What Does Hunting, Shooting, or Fishing “Pro Staff” Really Mean?
By: Weston Schrank Stone Road Media’s Content Marketing Manager
You either know one, are one, or want to be one. This industry is filled head to toe with hunting, shooting, and fishing pro staff members. To anyone that “wants to get an outdoor industry job” it’s the first place to start. It is a gateway into the industry, but it’s also a tough and confusing and almost always frustrating road if that is your end goal. No, you will not hunt for a living, you will not make money (at first), and you will most likely spend more money. Ask yourself this…
“All of the work, time, and money, for what, A title? Is that worth it? Is it worth it to the company? What really is becoming a “pro staff” about?”
Let me go ahead and clear up any confusion…this will not be your normal blog on “how to become a pro staff of the ____ company”. Sure I will cover that, but in reality, any of the material that is out there associated with a pro staff query comes from the manufacturers/brands themselves on the subject. I’m here to tell you that they are not always right! If at all, the best information (as it often comes down to) is available in a forum, where there is an actual discussion taking place from people with experience. However, as you will discover when reading this blog there is a bigger problem at the heart of this issue that the brands, manufacturers, pro staff managers, and even forums can’t touch. There is a huge rift between the understanding of what a pro staff is, what their duties are, and what the compensation should be for the relationship.
What or Who is Pro Staff?
Every other piece on this subject leads, is dependent upon, and finishes around the same boring piece of information…the “pro” in pro staff is for promotional not professional. You’re not a pro hunter you are just a promotional staff member. Or the information proceeds into the different levels of “field staff”, “pro staff”, then actual sponsorship…and that’s about all the material you will get. You’ve been there, read that, or wrote that depending on who you are.

==================================================

What the task asks
Carry on the article about hunting, shooting, and fishing pro staff, starting right after its last sentence. The material that follows comes from a different source than the article.

Saved entries:

==================================================

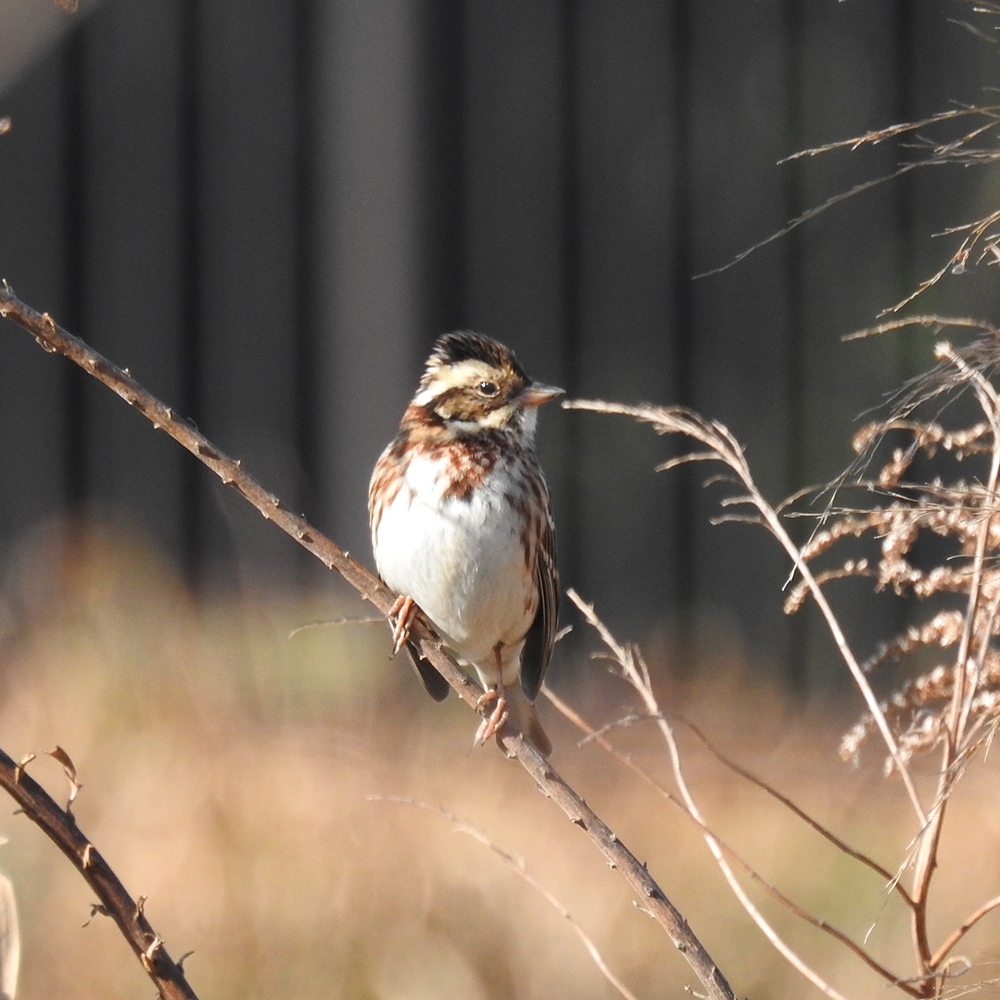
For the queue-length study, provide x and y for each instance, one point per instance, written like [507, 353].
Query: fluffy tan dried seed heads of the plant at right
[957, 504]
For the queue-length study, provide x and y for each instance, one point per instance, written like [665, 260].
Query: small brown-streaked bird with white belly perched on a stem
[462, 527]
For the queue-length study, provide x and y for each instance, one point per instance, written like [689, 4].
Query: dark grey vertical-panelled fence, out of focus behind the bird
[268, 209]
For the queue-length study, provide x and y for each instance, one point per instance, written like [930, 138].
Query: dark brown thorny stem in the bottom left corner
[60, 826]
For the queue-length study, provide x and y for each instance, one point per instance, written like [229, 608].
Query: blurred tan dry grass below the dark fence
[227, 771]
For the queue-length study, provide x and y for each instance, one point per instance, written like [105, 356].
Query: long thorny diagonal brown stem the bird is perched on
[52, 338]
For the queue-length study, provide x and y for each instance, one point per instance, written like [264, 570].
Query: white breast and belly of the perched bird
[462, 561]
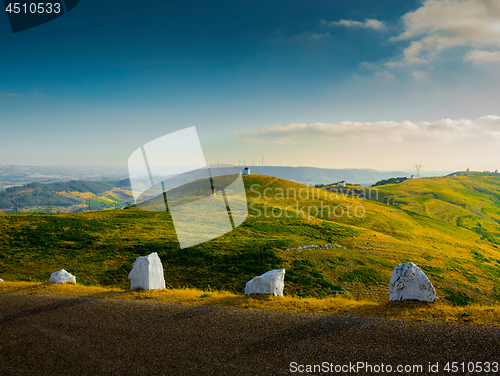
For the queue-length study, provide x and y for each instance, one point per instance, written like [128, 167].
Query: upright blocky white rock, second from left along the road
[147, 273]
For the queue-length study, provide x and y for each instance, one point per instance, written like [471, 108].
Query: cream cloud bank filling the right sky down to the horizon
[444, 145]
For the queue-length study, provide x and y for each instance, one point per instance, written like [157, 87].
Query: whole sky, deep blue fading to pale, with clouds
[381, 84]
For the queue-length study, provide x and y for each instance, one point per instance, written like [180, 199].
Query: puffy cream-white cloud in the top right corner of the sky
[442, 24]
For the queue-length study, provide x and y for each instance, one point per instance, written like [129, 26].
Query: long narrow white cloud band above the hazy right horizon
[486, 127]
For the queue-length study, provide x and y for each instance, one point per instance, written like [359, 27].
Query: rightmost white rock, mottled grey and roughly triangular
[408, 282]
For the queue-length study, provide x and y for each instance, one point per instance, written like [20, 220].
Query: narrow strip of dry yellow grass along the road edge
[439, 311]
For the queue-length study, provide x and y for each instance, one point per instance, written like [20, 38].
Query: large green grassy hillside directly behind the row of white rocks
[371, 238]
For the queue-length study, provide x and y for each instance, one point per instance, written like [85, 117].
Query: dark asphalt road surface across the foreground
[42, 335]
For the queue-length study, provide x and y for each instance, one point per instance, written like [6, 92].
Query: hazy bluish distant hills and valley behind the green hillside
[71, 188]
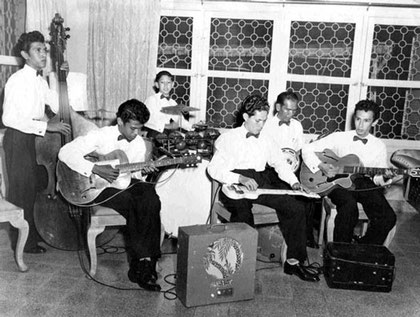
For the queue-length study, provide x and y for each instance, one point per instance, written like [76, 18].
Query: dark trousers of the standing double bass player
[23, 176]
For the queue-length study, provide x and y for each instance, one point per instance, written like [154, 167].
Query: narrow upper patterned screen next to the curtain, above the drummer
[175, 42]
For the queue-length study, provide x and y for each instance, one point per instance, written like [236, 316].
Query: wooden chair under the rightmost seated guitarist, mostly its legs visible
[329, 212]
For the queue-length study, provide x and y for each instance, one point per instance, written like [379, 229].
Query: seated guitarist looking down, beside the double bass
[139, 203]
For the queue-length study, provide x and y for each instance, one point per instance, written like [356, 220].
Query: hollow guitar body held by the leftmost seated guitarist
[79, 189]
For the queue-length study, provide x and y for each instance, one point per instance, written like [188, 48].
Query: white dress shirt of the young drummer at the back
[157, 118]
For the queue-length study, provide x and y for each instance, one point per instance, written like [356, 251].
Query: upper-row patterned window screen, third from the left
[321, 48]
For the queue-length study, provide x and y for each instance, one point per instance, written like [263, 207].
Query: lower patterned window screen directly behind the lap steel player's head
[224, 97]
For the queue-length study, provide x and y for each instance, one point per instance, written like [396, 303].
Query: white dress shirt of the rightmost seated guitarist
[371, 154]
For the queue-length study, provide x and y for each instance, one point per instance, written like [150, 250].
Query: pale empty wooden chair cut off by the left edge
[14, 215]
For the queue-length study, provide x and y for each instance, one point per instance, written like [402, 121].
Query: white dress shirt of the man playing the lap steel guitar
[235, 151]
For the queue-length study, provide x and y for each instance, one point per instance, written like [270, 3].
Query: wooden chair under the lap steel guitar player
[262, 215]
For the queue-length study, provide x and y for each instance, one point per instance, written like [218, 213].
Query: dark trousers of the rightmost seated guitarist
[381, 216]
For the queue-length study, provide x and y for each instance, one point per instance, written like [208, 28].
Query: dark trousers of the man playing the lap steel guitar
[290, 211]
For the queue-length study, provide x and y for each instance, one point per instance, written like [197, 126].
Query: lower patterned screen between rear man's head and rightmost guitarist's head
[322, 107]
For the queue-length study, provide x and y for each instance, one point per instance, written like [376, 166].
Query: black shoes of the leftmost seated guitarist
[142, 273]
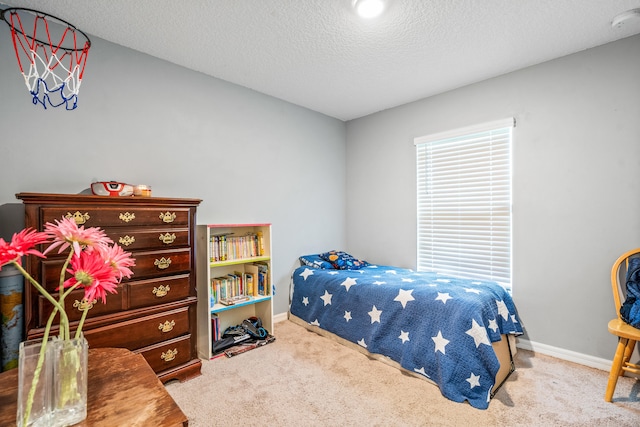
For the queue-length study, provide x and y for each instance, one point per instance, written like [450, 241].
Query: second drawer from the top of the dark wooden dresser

==================================================

Result of the task
I’ve heard every side of the spectrum…from “elite pro staff” explaining ”don’t let camo company B throw you around, your more valuable than a simple discount”, to manufacturers coming off as annoyed saying “ we are camo company B…you give us this, this, and this, for cross promotion and a % discount” and all with little option for a rebuttal. Now before I get slammed from each side for this piece I will say this, this industry isn’t what it actually seems.
The Real Issue
At the pro staff level, there is a severe tainting of a few valuable members with skills, mixed with a majority of members that grab the title, free gear or discount, and run never to be heard from again. At the manufacturers/brand level, there is often a too good for you mentality that will rub anyone the wrong way. Now before a few pro staff managers comment, do not assume you are always on the right. Improperly managed pro staff has come to form the problem itself…you don’t trust your pro staff to deliver, do you? If you answer yes then you might have the application process and management skills in place, but you still may not get the complete picture.
In reality…most people will arrive at this blog because the term has been thrown around, beaten, chewed up and spit out by just about everyone in this industry. “So what, just another pro staffer”…we here it all too often. So what is the real issue here?
Now before you get too ticked off let me say this, a soon to be or existing pro staff member, as well as the pro staff manager of a brand/manufacturer will, in fact, benefit from this read. No, I’m not a pro staff manager, I’m also not a pro staff member(in title). In this blog let’s just say I’m someone that understands the value of what the relationship is based upon…CONTENT. My hope is to explain this value, the relationship it develops between companies and their pro staff, as well as show you what hunting and fishing content looks like when used to its full potential.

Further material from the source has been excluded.